Only the pictures are to be left out; set down the rest of the records exactly.

[start]

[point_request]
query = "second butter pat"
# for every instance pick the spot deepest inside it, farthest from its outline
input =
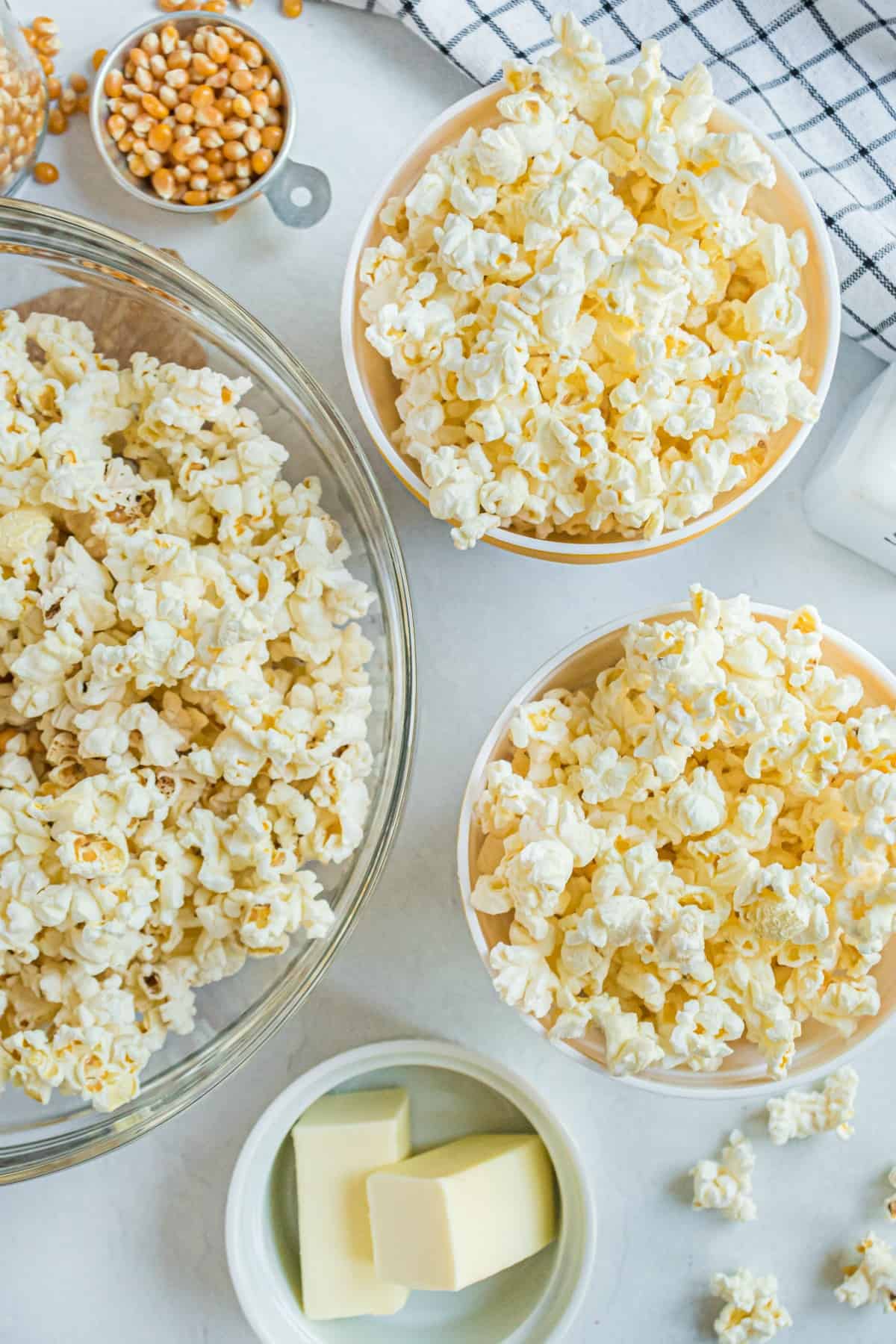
(339, 1142)
(461, 1213)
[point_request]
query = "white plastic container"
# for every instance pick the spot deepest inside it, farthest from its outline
(453, 1092)
(852, 497)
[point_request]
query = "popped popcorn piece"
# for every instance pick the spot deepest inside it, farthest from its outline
(697, 850)
(751, 1310)
(183, 705)
(798, 1115)
(727, 1184)
(874, 1278)
(591, 331)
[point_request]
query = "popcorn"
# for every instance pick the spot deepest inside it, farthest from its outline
(874, 1278)
(183, 718)
(593, 332)
(697, 850)
(729, 1183)
(891, 1199)
(800, 1115)
(753, 1310)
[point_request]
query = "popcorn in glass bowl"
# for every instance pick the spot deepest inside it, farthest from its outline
(184, 700)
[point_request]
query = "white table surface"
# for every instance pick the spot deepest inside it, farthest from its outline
(131, 1248)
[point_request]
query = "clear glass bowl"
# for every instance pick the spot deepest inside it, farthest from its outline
(743, 1071)
(136, 297)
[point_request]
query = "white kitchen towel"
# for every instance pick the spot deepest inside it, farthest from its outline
(815, 75)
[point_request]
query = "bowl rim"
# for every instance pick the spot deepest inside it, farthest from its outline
(579, 1213)
(692, 1092)
(50, 234)
(586, 551)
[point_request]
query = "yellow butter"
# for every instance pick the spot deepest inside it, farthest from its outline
(339, 1142)
(461, 1213)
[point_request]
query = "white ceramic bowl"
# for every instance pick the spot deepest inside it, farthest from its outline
(453, 1092)
(375, 389)
(820, 1048)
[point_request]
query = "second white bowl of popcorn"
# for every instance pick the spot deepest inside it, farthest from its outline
(593, 315)
(677, 847)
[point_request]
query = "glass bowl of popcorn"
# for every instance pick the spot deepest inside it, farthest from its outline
(593, 314)
(676, 848)
(207, 695)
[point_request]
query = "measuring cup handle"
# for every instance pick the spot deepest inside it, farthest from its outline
(289, 179)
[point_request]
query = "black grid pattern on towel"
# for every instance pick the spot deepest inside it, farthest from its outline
(815, 75)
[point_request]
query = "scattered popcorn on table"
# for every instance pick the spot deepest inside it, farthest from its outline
(751, 1310)
(591, 331)
(697, 848)
(727, 1184)
(183, 703)
(874, 1278)
(800, 1115)
(891, 1201)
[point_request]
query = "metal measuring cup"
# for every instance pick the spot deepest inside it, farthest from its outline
(279, 184)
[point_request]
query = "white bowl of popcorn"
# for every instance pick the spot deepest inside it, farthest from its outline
(207, 688)
(591, 315)
(677, 844)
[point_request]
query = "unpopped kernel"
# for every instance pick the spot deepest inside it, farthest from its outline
(183, 703)
(699, 847)
(591, 329)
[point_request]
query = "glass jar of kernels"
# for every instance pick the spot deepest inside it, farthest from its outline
(23, 102)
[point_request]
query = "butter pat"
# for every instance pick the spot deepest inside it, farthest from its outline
(339, 1142)
(462, 1213)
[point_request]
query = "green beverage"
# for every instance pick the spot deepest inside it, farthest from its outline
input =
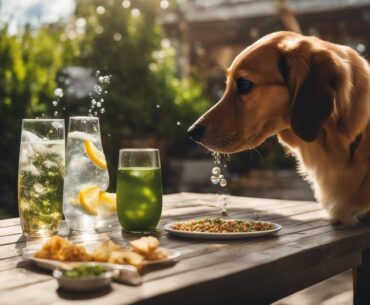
(139, 198)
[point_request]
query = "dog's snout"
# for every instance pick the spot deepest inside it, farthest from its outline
(196, 132)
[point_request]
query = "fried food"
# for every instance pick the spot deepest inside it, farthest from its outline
(145, 248)
(145, 245)
(58, 248)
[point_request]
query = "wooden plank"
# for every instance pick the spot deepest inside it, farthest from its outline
(361, 289)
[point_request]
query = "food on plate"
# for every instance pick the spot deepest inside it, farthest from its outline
(61, 249)
(218, 225)
(145, 248)
(85, 271)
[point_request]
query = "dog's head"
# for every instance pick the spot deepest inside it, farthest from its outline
(283, 81)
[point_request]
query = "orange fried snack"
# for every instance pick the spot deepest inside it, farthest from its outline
(58, 248)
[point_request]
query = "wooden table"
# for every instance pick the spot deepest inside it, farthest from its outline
(306, 251)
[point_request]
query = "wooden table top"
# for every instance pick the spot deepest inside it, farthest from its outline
(307, 250)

[end]

# Full solution:
[point_request]
query = "second butter pat"
# for every instance pick the spot deepest inside it, farthest from its outline
input =
(339, 1142)
(461, 1213)
[point_request]
query = "white plastic container"
# for every instance pick the spot deepest inside it, farthest from its outline
(453, 1092)
(852, 497)
[point_request]
query = "popped popcorn piece"
# for every instance pick the spot deepest inside it, farthest from its outline
(697, 850)
(751, 1310)
(183, 705)
(798, 1115)
(727, 1184)
(874, 1278)
(591, 331)
[point_request]
query = "popcorn"
# for every instance pick the spot deepest inside it, farthest from its outline
(874, 1278)
(183, 718)
(593, 332)
(697, 850)
(729, 1183)
(891, 1199)
(800, 1115)
(753, 1310)
[point_request]
query = "popcorn in glass bowl"
# for every instance pick the spot deepest inside it, farthest from its outline
(184, 700)
[point_request]
query = "white table surface"
# for every instance pick the spot deepest inside it, farthest from its outline
(131, 1248)
[point_request]
query = "clear glass bowl"
# for every instance pick the spot deepest inside it, farthest from its outline
(743, 1071)
(136, 297)
[point_request]
query = "white kitchen towel"
# for every instance pick the spot deepest inside it, farthest from its outline
(815, 75)
[point_request]
query = "bowl rim"
# for every instance pick the spot deepest inside it, farthest from its outline
(579, 1213)
(692, 1092)
(50, 234)
(586, 551)
[point_request]
query = "yellow butter"
# for every instance pick the spot deepest inside it, farthest from its outline
(339, 1142)
(461, 1213)
[point_request]
query = "white ceramic bowl"
# for every instance pick the spot deepest inside it, farthest from its outline
(453, 1092)
(375, 389)
(820, 1048)
[point_request]
query = "second white bowl of popcorn"
# for every instance pick the spot deepest inside it, farthest from its outline
(593, 315)
(677, 847)
[point_request]
query = "glass bowl of popcorn"
# for every instance pick the spot deepest inside it, farthest from its outline
(593, 314)
(676, 848)
(207, 695)
[point_request]
query = "measuring cup handle"
# for every instance pick the spot deepest inside it, farthest from its outline
(289, 179)
[point_request]
query = "black grid pattern on towel"
# for every instance pick the spot deepest inside it, farthest from its outline
(815, 75)
[point_request]
query = "scattered popcorn on table"
# for every instance pick the spot deepest inside it, farthest from its outline
(751, 1310)
(591, 331)
(697, 848)
(727, 1184)
(183, 703)
(874, 1278)
(800, 1115)
(891, 1201)
[point_request]
query = "metal measuring cup"
# for every instance pick the spot deepest inside it, farthest from its outline
(279, 184)
[point_request]
query = "white bowl of popcorn"
# for every instance pick the spot deepest inside it, farthest from its outline
(207, 688)
(591, 315)
(677, 844)
[point_request]
query = "unpopped kernel"
# for every instance pick the spot deepest inside it, farthest from its outline
(183, 703)
(699, 847)
(591, 329)
[point_request]
query = "glass jar of kernels"
# for every instance pick the spot deepest inside it, farthest from its outline
(23, 102)
[point_request]
query = "butter pat"
# for every instance pick the spot deepest inside it, farthest from its outline
(339, 1142)
(462, 1213)
[point_request]
query = "green beverage"
# for every instance pick the spot deepest inside it, farthest from its outline
input =
(139, 198)
[point_request]
query = "dog's snout"
# for every instance pick the spot deepest inside it, farthest from its outline
(196, 132)
[point_request]
query = "fried food"
# for every instance pick the spot deepest inside it, farthest from its outline
(145, 248)
(145, 245)
(58, 248)
[point_request]
query = "wooden plank"
# for every instance pick the spot deepest inside it, farthest from its outline
(361, 289)
[point_request]
query = "food on plate"
# for every instance pick the spot deepest inside it, farthest from its outline
(61, 249)
(218, 225)
(145, 248)
(85, 271)
[point_request]
query = "dog's head"
# for every instance pick the spot deepest inside it, farthest from its outline
(283, 81)
[point_request]
query = "orange fried snack"
# for every instance pick the spot deepest inside it, farthest from its outline
(58, 248)
[point_request]
query = "wooden table"
# for every instance pick the spot deepest inside it, farthest from its outline
(306, 251)
[point_request]
query = "wooden table top"
# for every instance pick the spot deepest inside it, farthest from its outline
(307, 250)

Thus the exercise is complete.